Prompt:
The lines from the top of the data down to the line with "# place a dot on each instance of the distant" should be repeated exactly, both ends included.

Extracted data:
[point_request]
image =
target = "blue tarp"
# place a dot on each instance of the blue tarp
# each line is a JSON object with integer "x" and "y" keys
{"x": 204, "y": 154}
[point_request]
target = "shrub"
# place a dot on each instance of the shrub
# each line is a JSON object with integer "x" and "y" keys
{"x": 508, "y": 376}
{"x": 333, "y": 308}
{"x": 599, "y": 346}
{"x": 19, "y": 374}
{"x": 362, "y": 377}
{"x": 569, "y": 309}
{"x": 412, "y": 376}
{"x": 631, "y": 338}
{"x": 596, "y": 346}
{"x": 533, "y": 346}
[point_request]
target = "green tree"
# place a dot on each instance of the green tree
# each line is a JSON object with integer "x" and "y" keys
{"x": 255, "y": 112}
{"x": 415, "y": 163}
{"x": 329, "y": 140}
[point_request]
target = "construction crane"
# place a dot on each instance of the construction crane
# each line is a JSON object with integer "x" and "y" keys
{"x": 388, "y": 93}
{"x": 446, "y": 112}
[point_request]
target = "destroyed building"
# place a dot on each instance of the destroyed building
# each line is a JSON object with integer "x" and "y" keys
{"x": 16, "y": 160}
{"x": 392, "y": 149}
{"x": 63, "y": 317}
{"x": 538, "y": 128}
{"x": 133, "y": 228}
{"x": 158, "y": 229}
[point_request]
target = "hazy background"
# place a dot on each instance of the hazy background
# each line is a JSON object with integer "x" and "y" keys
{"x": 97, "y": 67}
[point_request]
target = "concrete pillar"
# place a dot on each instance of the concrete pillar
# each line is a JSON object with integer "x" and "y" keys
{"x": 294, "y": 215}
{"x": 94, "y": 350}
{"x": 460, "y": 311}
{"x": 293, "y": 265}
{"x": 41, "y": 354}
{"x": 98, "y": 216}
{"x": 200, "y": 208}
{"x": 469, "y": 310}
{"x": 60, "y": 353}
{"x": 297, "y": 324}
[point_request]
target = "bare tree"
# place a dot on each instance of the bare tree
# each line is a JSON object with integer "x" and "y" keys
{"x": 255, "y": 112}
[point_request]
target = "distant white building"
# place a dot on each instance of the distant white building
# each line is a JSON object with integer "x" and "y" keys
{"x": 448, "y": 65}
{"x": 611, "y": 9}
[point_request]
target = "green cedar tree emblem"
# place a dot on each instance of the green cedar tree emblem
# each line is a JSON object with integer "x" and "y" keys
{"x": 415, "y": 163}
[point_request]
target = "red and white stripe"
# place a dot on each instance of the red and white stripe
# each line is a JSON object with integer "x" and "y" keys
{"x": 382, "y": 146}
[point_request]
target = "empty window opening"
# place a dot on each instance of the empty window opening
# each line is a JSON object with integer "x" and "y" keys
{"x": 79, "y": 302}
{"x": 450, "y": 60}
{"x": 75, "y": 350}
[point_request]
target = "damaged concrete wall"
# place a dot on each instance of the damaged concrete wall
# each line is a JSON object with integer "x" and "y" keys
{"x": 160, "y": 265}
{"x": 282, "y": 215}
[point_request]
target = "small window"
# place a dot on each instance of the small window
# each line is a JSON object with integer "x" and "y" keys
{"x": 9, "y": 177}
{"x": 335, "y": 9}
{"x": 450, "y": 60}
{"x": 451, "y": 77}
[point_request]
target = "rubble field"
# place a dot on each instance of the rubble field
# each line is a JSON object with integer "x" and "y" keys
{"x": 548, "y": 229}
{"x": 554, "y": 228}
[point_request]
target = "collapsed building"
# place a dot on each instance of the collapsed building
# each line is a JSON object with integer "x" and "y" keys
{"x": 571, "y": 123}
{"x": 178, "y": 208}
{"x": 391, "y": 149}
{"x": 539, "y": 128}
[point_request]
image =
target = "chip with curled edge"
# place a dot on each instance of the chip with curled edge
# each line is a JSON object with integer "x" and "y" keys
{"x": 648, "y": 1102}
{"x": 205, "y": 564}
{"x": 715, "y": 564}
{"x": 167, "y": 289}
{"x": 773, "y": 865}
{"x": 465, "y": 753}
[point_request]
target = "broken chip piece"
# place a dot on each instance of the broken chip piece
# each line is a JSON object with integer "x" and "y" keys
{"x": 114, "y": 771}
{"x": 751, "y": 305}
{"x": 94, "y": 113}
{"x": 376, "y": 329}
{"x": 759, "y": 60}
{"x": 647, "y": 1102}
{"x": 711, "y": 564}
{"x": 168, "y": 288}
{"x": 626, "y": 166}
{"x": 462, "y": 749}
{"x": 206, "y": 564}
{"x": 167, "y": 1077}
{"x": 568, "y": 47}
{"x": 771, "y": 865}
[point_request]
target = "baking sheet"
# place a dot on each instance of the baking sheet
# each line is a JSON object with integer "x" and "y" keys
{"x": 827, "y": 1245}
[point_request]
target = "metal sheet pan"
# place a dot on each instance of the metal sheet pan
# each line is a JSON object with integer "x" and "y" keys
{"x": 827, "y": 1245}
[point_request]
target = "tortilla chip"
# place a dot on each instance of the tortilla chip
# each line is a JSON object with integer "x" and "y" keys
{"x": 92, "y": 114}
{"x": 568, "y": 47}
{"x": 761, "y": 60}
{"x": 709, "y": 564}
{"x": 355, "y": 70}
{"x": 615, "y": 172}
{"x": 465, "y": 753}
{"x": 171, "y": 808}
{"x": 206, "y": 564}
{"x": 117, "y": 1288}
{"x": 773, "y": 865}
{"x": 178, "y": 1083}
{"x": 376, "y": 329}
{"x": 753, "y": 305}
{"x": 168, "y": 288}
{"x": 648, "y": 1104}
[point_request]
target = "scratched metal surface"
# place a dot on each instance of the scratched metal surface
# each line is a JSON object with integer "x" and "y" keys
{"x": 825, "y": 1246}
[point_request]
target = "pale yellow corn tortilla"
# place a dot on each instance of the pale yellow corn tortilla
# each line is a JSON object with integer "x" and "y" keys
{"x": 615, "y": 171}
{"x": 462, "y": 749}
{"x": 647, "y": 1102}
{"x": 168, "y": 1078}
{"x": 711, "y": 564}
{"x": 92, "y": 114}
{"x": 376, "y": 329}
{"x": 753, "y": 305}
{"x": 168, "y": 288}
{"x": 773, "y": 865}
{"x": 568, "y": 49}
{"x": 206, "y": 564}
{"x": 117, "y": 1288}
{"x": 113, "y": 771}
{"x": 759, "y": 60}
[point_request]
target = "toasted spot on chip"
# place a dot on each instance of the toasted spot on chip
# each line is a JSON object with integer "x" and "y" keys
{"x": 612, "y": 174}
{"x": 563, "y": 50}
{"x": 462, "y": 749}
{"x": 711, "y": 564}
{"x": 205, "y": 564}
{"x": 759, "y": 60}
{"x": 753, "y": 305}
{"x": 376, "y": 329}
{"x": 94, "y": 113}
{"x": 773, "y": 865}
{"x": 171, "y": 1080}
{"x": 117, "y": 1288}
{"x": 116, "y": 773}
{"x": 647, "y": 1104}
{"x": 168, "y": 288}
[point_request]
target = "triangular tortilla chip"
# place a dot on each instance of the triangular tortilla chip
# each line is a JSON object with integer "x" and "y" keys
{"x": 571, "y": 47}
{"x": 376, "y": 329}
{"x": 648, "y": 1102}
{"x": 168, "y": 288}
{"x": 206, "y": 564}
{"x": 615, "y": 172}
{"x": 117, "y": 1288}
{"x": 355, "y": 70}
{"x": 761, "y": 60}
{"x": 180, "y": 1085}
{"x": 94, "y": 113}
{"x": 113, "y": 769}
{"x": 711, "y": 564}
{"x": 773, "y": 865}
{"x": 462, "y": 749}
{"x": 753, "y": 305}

Task response:
[point_request]
image =
target = "blue tarp"
# place a dot on each instance of the blue tarp
# each line is a JSON object with integer "x" and "y" keys
{"x": 204, "y": 154}
[point_request]
target = "shrub"
# place a dot on each instance of the shrub
# each line is a JSON object with integer "x" and "y" keys
{"x": 508, "y": 376}
{"x": 333, "y": 308}
{"x": 599, "y": 346}
{"x": 19, "y": 374}
{"x": 362, "y": 377}
{"x": 569, "y": 309}
{"x": 412, "y": 376}
{"x": 631, "y": 338}
{"x": 596, "y": 346}
{"x": 533, "y": 346}
[point_request]
target = "green tree"
# place a dot on each instance of the green tree
# each line is a JSON object with integer "x" and "y" keys
{"x": 255, "y": 112}
{"x": 415, "y": 163}
{"x": 329, "y": 140}
[point_request]
target = "construction crane"
# place a dot on each instance of the construction crane
# each line is a JSON object with integer "x" and "y" keys
{"x": 388, "y": 93}
{"x": 446, "y": 112}
[point_request]
target = "destroyed building"
# place a dot on each instance of the destroyed building
# each line is a JSON object with integer "x" and "y" keys
{"x": 16, "y": 160}
{"x": 392, "y": 149}
{"x": 63, "y": 317}
{"x": 538, "y": 128}
{"x": 133, "y": 228}
{"x": 158, "y": 229}
[point_request]
target = "hazy background"
# place a dot on each instance of the hazy background
# each line is a JSON object with integer "x" and "y" keys
{"x": 97, "y": 67}
[point_request]
target = "concrete pillar"
# place a dot on each instance of the concrete pillar
# each line is a JSON object with integer "x" and "y" keys
{"x": 294, "y": 215}
{"x": 94, "y": 350}
{"x": 460, "y": 311}
{"x": 293, "y": 265}
{"x": 41, "y": 354}
{"x": 98, "y": 216}
{"x": 200, "y": 208}
{"x": 469, "y": 310}
{"x": 60, "y": 353}
{"x": 297, "y": 324}
[point_request]
target = "bare tree"
# place a dot on each instance of the bare tree
# each line is a JSON object with integer "x" and "y" keys
{"x": 255, "y": 112}
[point_request]
target = "distant white building"
# place a dot on each instance of the distant white building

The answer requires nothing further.